### Exercise prompt
Add 46 to every coordinate in the path answers of the records, and write out only the lines between the one holding "target: <item>blue stripe pattern</item>" and the end of the records, inclusive. Keep the request lines in that span unchanged.

### Excerpted records
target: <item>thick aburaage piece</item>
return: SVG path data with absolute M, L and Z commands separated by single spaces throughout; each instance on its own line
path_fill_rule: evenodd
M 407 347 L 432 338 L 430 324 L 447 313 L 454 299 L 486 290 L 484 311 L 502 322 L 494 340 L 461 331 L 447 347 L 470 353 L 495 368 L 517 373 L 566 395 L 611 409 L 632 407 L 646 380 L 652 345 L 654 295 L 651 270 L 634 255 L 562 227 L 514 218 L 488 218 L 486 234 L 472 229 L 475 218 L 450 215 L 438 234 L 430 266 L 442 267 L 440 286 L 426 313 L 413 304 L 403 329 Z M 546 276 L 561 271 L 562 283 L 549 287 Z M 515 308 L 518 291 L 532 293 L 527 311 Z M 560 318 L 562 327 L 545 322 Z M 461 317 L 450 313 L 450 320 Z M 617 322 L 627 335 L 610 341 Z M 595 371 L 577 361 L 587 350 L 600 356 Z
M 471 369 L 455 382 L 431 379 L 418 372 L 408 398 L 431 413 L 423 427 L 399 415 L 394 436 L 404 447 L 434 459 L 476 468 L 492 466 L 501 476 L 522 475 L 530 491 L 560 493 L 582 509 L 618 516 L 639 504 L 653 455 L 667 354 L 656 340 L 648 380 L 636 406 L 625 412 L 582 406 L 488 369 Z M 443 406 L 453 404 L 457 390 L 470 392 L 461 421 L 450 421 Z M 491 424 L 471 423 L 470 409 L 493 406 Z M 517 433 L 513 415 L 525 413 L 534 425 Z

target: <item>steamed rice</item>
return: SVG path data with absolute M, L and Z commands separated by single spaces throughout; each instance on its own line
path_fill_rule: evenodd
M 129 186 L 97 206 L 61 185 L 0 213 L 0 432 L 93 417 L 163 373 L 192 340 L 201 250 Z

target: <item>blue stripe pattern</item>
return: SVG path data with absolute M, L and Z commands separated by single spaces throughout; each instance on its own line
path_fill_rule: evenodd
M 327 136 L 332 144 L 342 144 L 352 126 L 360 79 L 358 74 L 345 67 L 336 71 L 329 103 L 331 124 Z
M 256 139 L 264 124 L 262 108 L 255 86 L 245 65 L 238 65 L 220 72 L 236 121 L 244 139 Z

### Exercise response
target: <item>blue stripe pattern</item>
return: SVG path data with absolute M, L and Z commands separated by single spaces throughout; each instance on its own line
path_fill_rule: evenodd
M 373 182 L 378 190 L 388 190 L 398 172 L 406 125 L 404 120 L 391 113 L 382 117 L 375 149 L 377 170 Z
M 302 185 L 310 170 L 308 154 L 301 132 L 291 111 L 284 111 L 266 118 L 282 167 L 290 185 Z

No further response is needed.